- _PARTS OF THE EXERCISE_:
(a) Check each statement against the article on EU car emissions targets and answer yes or no, quoting the article's deciding words: (i) The proposal sets an interim target of a 15 percent reduction by 2025. (ii) EU regulators adopted quotas like those in California's system. (iii) Most hybrid vehicles meet the bar for low-emissions vehicles.
(b) Proceed with the article on EU car emissions targets, picking up after its final sentence.
-- begin SOURCE PASSAGE --
BRUSSELS: The EU proposed tougher car emissions targets on Wednesday including a credit system for carmakers to encourage production of electric vehicles and fines for exceeding carbon dioxide limits.
The EU executives’ proposal aims to curb greenhouse gases from transport as part of the bloc’s push to cut emissions by at least 40 percent below 1990 levels by 2030.
But it has already met with opposition from nations with big automotive sectors, such as Germany.
The European Commission is keen for legislation to stimulate European industry to develop electric vehicles, afraid that it is falling behind China, Japan and the US.
“The competition is here,” Commission Vice President Maros Sefcovic said, citing the use of Chinese electric cars by Brussels taxi firms. “The car was invented in Europe and I believe it should be reinvented here.”
The proposal calls for reduction of 30 percent of average CO2 emissions by 2030 from carmakers’ fleets compared with 2021 levels. It also sets an interim of a 15 percent reduction by 2025 to help ensure automakers kick start investment early.
If they are found in breach of new rules, carmakers face potential fines in the millions of euros, with penalties set at 95 euros for every gram of CO2 above the limit and for each new vehicle registered in that year.
The draft bill would allow carmakers to offset their overall target if the share of zero and low-emission vehicles in their fleet surpasses a benchmark set by regulators.
The bar for low-emissions vehicles is set at 50 grams per kilometer — ruling out most hybrid vehicles.
Unlike California’s system — viewed by many in the sector as the leading laboratory for policy on electric cars — EU regulators shied away from quotas.
Heralding tough negotiations with member states and European Parliament before the bill becomes law, companies called the measure too ambitious, while environmental campaigners said it did not go far enough.
-- end SOURCE PASSAGE --
-- begin DATASET EXTRACT --
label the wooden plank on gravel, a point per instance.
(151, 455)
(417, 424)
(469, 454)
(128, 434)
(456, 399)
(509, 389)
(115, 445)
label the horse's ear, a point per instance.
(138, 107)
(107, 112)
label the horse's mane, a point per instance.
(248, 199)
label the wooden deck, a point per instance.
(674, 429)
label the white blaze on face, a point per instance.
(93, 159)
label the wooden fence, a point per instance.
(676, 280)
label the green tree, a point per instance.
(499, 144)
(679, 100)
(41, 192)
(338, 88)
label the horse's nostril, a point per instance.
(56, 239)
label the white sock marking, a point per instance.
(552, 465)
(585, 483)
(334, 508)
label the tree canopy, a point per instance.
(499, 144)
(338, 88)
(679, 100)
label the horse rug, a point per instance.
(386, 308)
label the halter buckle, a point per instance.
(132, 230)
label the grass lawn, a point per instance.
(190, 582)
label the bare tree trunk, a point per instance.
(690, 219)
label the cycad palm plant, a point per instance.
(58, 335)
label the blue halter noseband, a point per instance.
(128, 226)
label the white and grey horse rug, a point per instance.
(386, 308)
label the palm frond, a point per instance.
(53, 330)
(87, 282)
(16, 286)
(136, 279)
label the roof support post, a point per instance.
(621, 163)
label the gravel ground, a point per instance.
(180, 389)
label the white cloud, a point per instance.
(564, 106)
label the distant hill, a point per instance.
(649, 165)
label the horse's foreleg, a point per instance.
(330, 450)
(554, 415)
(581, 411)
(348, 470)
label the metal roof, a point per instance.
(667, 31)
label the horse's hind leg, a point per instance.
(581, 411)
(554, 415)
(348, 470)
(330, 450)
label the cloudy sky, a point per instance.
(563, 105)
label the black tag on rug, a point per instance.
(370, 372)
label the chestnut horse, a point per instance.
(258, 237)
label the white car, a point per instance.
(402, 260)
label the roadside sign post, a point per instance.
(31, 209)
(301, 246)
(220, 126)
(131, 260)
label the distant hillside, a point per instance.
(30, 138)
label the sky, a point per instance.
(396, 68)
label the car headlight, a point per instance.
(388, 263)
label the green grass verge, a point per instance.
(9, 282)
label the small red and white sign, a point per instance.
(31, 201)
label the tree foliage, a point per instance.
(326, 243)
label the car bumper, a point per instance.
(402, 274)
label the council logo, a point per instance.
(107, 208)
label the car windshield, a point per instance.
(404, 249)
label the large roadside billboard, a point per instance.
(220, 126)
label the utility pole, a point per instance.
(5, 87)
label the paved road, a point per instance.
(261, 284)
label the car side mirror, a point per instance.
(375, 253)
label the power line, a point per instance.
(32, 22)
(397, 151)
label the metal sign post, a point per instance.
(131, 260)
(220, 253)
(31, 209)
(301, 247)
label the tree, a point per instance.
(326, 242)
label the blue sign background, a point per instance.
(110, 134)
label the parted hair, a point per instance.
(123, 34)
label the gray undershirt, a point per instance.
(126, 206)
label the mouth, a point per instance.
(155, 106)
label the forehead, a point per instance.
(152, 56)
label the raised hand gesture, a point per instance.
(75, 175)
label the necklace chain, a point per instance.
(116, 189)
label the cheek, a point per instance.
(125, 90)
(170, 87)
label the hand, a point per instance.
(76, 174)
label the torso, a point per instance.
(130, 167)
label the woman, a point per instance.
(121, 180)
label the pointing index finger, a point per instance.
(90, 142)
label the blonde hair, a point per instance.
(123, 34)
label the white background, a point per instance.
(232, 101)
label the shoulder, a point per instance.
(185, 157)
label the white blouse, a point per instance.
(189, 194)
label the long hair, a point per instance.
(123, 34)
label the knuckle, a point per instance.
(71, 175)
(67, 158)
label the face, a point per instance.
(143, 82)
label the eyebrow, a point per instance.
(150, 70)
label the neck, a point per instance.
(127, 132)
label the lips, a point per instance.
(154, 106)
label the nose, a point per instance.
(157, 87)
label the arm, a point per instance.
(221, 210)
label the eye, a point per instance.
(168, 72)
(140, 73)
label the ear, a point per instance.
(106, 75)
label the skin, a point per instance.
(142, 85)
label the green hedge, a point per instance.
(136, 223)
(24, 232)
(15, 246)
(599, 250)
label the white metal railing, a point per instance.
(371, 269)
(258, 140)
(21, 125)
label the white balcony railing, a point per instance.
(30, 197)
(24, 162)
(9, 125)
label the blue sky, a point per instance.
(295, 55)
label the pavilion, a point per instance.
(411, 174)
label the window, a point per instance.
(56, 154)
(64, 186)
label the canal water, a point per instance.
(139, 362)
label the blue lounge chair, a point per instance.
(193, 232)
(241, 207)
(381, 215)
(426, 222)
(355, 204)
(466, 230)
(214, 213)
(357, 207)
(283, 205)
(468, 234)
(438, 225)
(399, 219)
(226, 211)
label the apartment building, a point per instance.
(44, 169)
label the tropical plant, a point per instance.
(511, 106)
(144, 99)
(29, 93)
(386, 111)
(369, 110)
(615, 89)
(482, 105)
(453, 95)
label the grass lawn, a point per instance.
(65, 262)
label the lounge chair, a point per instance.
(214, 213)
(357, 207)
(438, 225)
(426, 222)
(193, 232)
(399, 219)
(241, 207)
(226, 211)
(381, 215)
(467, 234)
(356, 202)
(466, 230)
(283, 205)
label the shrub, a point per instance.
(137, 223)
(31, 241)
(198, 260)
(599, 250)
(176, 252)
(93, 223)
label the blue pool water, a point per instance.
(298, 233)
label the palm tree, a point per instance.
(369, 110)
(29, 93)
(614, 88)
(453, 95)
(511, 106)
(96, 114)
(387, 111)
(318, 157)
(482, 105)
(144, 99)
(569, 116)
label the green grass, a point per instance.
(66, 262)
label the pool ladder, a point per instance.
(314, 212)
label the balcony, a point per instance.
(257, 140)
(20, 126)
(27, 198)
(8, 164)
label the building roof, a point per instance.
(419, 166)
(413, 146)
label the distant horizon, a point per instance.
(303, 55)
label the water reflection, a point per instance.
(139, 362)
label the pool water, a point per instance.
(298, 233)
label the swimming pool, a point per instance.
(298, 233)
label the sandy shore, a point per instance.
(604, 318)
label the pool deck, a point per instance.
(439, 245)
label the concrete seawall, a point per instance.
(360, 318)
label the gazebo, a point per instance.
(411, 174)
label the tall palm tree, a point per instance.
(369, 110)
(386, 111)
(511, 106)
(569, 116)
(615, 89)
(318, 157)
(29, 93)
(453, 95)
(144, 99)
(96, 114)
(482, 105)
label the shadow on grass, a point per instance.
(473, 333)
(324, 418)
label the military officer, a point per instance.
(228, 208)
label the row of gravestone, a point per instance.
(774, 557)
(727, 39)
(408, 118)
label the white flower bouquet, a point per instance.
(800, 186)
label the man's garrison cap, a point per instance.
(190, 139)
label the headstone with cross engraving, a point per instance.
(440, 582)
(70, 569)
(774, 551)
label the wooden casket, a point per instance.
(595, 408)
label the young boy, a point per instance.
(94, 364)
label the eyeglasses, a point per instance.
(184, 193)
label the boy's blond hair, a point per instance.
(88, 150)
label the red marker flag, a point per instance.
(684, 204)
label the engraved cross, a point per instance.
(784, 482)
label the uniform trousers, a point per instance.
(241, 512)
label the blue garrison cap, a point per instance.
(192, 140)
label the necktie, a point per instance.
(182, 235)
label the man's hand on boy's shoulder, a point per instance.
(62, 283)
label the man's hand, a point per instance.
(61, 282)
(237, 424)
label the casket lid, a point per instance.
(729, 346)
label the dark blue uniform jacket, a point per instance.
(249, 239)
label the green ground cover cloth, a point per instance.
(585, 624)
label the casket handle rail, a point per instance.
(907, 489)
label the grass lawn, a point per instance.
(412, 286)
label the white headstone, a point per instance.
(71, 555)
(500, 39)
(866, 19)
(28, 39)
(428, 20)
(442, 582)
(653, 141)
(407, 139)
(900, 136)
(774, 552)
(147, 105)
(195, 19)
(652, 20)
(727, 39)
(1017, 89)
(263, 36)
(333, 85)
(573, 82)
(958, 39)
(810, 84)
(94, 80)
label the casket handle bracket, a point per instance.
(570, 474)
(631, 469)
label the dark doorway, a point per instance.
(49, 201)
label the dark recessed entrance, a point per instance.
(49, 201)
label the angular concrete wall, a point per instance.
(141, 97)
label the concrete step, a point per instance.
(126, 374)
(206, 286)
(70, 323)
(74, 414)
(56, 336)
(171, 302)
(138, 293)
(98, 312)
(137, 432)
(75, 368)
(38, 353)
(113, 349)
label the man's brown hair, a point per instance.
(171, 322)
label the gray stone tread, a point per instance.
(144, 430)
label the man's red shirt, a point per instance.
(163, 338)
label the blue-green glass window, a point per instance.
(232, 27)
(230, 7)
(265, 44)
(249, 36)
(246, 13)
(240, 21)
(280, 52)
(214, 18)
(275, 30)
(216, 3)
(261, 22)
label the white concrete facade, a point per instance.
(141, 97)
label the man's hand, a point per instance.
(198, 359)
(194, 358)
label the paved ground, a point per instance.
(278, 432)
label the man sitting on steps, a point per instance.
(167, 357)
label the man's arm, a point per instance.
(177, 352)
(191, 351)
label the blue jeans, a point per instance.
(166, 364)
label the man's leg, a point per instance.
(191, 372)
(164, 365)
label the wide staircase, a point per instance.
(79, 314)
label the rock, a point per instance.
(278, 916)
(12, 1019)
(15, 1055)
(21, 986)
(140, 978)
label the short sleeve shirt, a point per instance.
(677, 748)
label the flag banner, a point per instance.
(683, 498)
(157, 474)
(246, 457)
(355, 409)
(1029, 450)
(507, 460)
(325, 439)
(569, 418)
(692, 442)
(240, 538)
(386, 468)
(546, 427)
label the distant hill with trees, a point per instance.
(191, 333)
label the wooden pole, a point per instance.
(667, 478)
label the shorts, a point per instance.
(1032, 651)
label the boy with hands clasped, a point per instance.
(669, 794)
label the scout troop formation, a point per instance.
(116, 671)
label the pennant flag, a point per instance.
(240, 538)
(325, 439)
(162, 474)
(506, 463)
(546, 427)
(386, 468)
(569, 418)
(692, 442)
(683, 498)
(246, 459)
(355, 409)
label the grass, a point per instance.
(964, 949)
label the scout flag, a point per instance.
-- end DATASET EXTRACT --
- _SET OF ANSWERS_:
(a)
(i) Yes: "It also sets an interim of a 15 percent reduction by 2025"
(ii) No: "EU regulators shied away from quotas."
(iii) No: "ruling out most hybrid vehicles."

(b)
German Foreign Minister Sigmar Gabriel told the Commission on Tuesday he was against any toughening of European car emissions targets by 2025, saying stricter rules would cost jobs and growth.
European carmakers have lobbied for the emissions reduction target to be set at 20 percent and have called for compliance to be conditional on consumer uptake of electric cars.
In a nod to manufacturers’ concerns, the Commission is set to earmark €800 million ($928 million) to support the roll out of charging points for electric vehicles and €200 million for battery development.
Despite the push back from industry, outrage over Volkswagen cheating on emission tests in the US has put pressure on EU regulators to tighten controls, with several European governments and cities announcing bans of petrol-fueled cars within the next two decades.
“We want the European automotive industry get back in the race for global leadership on clean vehicles,” EU climate Commissioner Miguel Arias Canete said.
The Commission also set targets for public authorities to source a percentage of either low emission or zero emission vehicles in their public procurement by 2030, for example garbage trucks.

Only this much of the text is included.